Action item.
Repeat every record exactly as written.

Excerpts from a dataset.
※

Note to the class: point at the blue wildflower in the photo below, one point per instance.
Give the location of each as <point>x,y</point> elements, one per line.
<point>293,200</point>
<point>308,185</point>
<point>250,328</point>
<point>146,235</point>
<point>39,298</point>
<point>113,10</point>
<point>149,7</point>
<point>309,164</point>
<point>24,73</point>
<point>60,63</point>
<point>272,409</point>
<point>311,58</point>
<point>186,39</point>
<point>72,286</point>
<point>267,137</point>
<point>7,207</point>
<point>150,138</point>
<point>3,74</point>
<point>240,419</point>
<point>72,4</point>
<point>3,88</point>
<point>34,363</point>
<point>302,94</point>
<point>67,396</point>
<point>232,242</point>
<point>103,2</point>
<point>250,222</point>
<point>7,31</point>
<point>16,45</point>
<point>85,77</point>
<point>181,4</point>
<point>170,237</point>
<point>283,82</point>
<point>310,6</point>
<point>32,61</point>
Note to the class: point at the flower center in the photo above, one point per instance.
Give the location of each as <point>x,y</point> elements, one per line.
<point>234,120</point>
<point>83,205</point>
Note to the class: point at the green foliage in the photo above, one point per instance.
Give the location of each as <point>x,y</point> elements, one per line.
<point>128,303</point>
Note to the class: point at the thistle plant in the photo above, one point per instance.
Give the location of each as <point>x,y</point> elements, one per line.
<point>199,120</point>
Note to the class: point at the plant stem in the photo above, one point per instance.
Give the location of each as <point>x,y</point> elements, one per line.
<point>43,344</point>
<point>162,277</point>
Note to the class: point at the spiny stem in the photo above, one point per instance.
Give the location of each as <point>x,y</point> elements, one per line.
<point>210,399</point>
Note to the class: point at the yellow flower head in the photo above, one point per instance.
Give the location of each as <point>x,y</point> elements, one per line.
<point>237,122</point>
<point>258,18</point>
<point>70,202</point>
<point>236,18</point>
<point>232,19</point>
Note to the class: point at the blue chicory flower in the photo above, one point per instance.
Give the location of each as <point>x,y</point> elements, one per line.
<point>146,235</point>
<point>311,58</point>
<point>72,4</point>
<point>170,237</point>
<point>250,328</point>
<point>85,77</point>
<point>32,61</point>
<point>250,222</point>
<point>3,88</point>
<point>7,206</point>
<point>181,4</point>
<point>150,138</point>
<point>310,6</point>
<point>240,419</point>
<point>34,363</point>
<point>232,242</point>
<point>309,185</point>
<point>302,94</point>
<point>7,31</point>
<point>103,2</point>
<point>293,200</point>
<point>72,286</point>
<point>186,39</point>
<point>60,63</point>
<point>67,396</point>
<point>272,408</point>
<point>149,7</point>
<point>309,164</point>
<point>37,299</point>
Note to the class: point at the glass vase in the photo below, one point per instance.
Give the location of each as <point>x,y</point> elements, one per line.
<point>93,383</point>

※

Final answer.
Note to the class: point at the blue wildflower in the photo below, one point per instance.
Give the location of each as <point>x,y</point> elements, one per line.
<point>293,200</point>
<point>308,185</point>
<point>250,328</point>
<point>146,235</point>
<point>39,298</point>
<point>113,10</point>
<point>149,7</point>
<point>309,164</point>
<point>24,73</point>
<point>60,63</point>
<point>272,409</point>
<point>311,58</point>
<point>186,39</point>
<point>72,286</point>
<point>267,137</point>
<point>7,207</point>
<point>150,138</point>
<point>3,74</point>
<point>240,419</point>
<point>72,4</point>
<point>3,88</point>
<point>34,363</point>
<point>302,94</point>
<point>67,396</point>
<point>232,242</point>
<point>103,2</point>
<point>250,222</point>
<point>7,31</point>
<point>16,45</point>
<point>85,77</point>
<point>181,4</point>
<point>170,237</point>
<point>283,82</point>
<point>310,6</point>
<point>32,61</point>
Note to the class: point at the flower center in the photo above, one point per instance.
Give the location of each as <point>x,y</point> elements, one per line.
<point>234,120</point>
<point>83,205</point>
Note to the class: point at the green foliage in the photo above, one point per instance.
Give the location of each as <point>x,y</point> elements, one per line.
<point>128,303</point>
Note to the class: point at the thistle plant in the photo above, one point per instance.
Give the location of each as <point>x,y</point> elements, one per line.
<point>199,120</point>
Note to the class: point at the plant stem in the photo above, one point per instance.
Give the location of each as <point>x,y</point> elements, one per line.
<point>43,344</point>
<point>162,277</point>
Note to the class: point at the spiny stem in the photo above, one point per instance.
Give the location of each as <point>x,y</point> elements, one per line.
<point>210,399</point>
Note to the class: point at the yellow flower head in the photo above, one point per instance.
Give the location of each as <point>x,y</point> elements, one per line.
<point>237,122</point>
<point>258,18</point>
<point>70,202</point>
<point>236,18</point>
<point>232,19</point>
Note to the class: point at the blue chicory flower in the photo above, one point per instance.
Give the location of each as <point>x,y</point> elements, one per line.
<point>146,235</point>
<point>311,58</point>
<point>72,4</point>
<point>170,237</point>
<point>250,328</point>
<point>85,77</point>
<point>32,61</point>
<point>250,222</point>
<point>3,88</point>
<point>7,206</point>
<point>181,4</point>
<point>150,138</point>
<point>310,6</point>
<point>240,419</point>
<point>34,363</point>
<point>232,242</point>
<point>309,185</point>
<point>302,94</point>
<point>7,31</point>
<point>103,2</point>
<point>293,200</point>
<point>72,286</point>
<point>186,39</point>
<point>60,63</point>
<point>67,396</point>
<point>272,408</point>
<point>149,7</point>
<point>309,164</point>
<point>37,299</point>
Note to the class: point at the glass vase in the photo below, one point per instance.
Give the location of each as <point>x,y</point> elements, one per line.
<point>93,383</point>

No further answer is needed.